▶ **問題**:
a) クセノタールのレンズについての文章で、「多くの長所が見出され」とある文に書かれている長所を、すべて書き出してください。
b) クセノタールのレンズについての文章を、最後の文の続きから書き進めてください。

▶ **ページ抜粋**:
====

プラナーやアンジェニューがそうであるように、このクセノタールにも昔から絶対的な信頼を置くプロカメラマンや熱狂的なファンがいます。今回はやや変則的な焦点距離60mmの試作モデルを手に入れましたので、ファンの皆様には大変申し訳なく思いますが、美味しい役をいただこうと思います。このレンズはGFXなど中判デジタルセンサーを搭載したカメラとの相性が良さそうです。

やっぱり凄い。シュナイダーの旗艦レンズ

Schneider Kreutznach XENOTAR 60mm F2.8

前群にガウス、後群にトポゴンの構成を配し、奇跡的にも両レンズの長所を引き出すことに成功した優良混血児をXenotar / Biometar型レンズと呼びます。この型のレンズ構成は戦前からCarl Zeissによる特許が存在していましたが、製品化され広く知られるようになったのは戦後になってからです。他のレンズ構成では得がたい優れた性能を示したことから一気に流行りだし、東西ドイツをはじめ各国の光学機器メーカーがこぞって同型製品を開発しました。この種のレンズに備わった優れた画角特性(周辺画質)と解像力の高さは当時のダブルガウス型レンズの性能を凌ぎ、テッサーも遠く及ばないと称賛された程です。ピント部の優れた質感表現に加え、広角から望遠まであらゆる画角設計に対応できる万能性、マクロ撮影への優れた適性、一眼レフカメラにも適合するなど多くの長所が見出され、テッサー、ゾナー、ガウスなど優れた先輩達がしのぎを削る中で大きな存在感を誇示したのです。

このレンズに対しては「設計はBIOMETARと一緒でしょ?」という言い分もありますが、実際の所は硝材の構成まで含め、全く同じということはありません。両レンズの設計は構成配置こそ同じですが、下図のようにXENOTARは前玉と後ろ玉の曲率がきつく、正エレメントの厚みもBIOMETARより薄めで、全体に丸みがあり、背丈も低く、ダルマさんみたいな形状です。気のせいもあるかと思いますが母親のトポゴンに近い形態で、BIOMETARとは異なる別物であるような印象をうけます。設計の基礎となったガウスタイプとトポゴンタイプの交配(折衷)において、トポゴンの形質を強く受け継いでいるのでしょうか?

トポゴンに備わった画角特性の優位性とガウスタイプの持つ優れた描写性能の美味しいところを鷲掴みし、写真の四隅まで力強い描写性能を実現したのが、このレンズの特徴です。

====

▶ **素材データ**:

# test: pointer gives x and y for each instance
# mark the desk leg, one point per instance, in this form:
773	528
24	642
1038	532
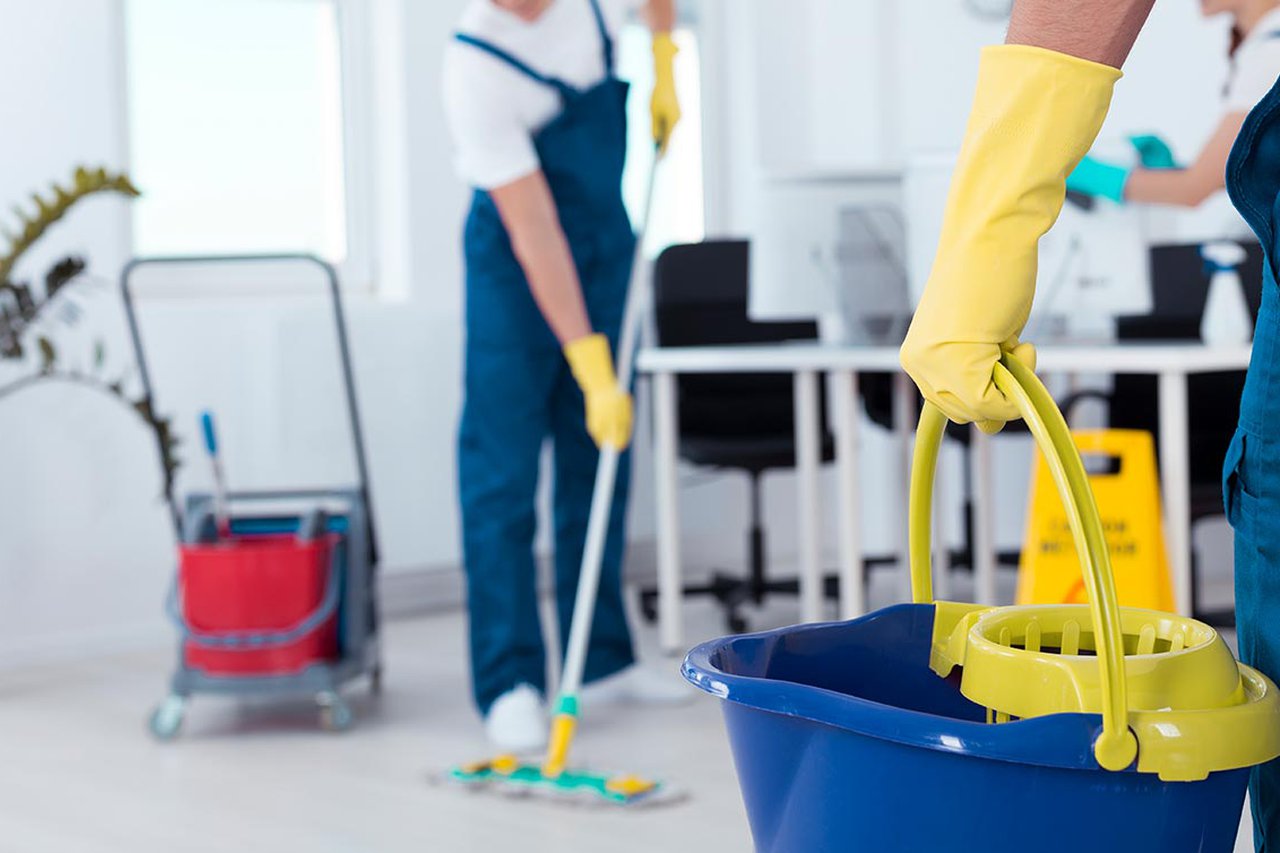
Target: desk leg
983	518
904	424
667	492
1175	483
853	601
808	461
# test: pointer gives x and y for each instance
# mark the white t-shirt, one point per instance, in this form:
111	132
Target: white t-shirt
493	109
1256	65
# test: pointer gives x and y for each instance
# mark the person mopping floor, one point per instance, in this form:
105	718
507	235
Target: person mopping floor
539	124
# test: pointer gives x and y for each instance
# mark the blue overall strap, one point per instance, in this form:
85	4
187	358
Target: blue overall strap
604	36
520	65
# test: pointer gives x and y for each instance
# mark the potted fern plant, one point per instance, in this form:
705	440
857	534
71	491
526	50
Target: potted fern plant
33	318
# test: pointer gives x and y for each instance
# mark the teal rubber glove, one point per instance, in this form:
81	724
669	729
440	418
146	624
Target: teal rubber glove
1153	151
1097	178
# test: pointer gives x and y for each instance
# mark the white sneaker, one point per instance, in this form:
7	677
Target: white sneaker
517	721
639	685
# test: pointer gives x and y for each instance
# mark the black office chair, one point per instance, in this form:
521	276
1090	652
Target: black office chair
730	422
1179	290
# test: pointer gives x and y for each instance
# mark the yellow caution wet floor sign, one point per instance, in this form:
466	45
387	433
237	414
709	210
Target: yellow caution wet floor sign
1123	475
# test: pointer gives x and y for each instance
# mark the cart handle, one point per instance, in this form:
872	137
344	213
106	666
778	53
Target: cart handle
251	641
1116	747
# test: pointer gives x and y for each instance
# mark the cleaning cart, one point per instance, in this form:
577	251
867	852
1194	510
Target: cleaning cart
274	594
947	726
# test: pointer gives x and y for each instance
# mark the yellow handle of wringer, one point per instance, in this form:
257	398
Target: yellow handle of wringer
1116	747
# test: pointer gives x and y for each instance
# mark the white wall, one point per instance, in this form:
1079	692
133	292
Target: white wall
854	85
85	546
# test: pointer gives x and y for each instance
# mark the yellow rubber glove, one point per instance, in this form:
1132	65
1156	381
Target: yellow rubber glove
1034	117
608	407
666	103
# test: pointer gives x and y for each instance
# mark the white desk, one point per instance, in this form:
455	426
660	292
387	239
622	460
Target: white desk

====

▶ **解答**:
a)
・ピント部の優れた質感表現
・広角から望遠まであらゆる画角設計に対応できる万能性
・マクロ撮影への優れた適性
・一眼レフカメラにも適合すること

b)
BIOMETAR(左)とXENOTAR(右)の構成図:上が被写体側で下がカメラの側

XenotarはドイツのSchneider社が中・大判カメラ用レンズとして1951年から35年以上もの長期に渡り生産していた主力製品で、ドイツ語ではクセノタール、英語ではクセノターと読みます。レンズ名の由来は原子番号54のキセノン原子、あるいはこの原子の語源となったギリシャ語の「未知の」を意味するXenosと言われています。Rolleiflex用に加え、Linhof-Technika用やSpeed Graphic用にSynchro-Compur/Pronter SVSシャッターモデルなどを生産、少なくとも9種類(75mm F3.5、80mm F2.8、80mmF2、100mm F2.8、100mm F4、105mm F2.8、135mm F3.5、150mm F2.8、210mm F2.8)が市場供給されました。今回ご紹介する60mm F2.8はシュナイダー社の台帳[1]に掲載があり、同社が1953年1月に4本のみ試作したうちの1本です。試作品はこの焦点距離以外にも、50mmF2.8が4本(1951年)40mmF2.8が5本(1952年)、85mm F2.8が3本(1955年)、105mm F3が4本(1957年)存在するようです。また、台帳には無い95mm F4の実物をeBayで確認したことがあり、台帳も完全ではないようです。レンズを設計したのは戦後のSchneider社で設計主任の座についたギュンター・クレムト(Günther Klemt)です。Xenotar F2.8とF3.5の特許をそれぞれ1952年と1954年に西ドイツで出願し、翌年には米国でも出願しています[2]。クレムトは他にも同社でSuper Angulonを設計(1957年)、また公式な資料は見つかりませんがKodak Retina用に開発された戦後型のXenonシリーズ(Xenon/Curtar Xenon/Longer Xenon)も彼が手がけたと言われていますが本当かな???[3]。

 
参考文献
[1] Großes Fabrikationsbuch, Schneider-Kreuznach band I-II, Hartmut Thiele 2008
[2] US Pat.2683398 / US Pat.2831395)
[3] A Lens Collector's Vade Mecum参照
Schneider XENOTAR 60mm F2.8: レンズは後からコンパーシャッターに搭載しました。購入時は未使用の状態で、前後群のレンズユニットがアーカイブ用に用意された特殊な鏡胴に収められていました。後玉のもの凄い湾曲が目を引きます


入手の経緯

レンズは2016年にドイツ版eBayにて個人の出品者から落札しました。「良好なコンディション」との触れ込みで、絞りの無い特殊な鏡胴に前群と後群が据え付けられた状態で売られていました。前・後群が16mm間隔であることや、取り付け部のネジ径がコンパー00番と同一の22.5mmでしたので、別途用意したシャッターユニットに据え付けた上でM42 to M39直進ヘリコイド(17-31mm)に搭載し、ライカL(L39)マウントレンズとして使用することにしました。レンズは試作品ですので、市場での決まった相場はありません。ちなみに、量産モデルの80mm F2.8はeBayにて現在10万円前後の値段で取引されています。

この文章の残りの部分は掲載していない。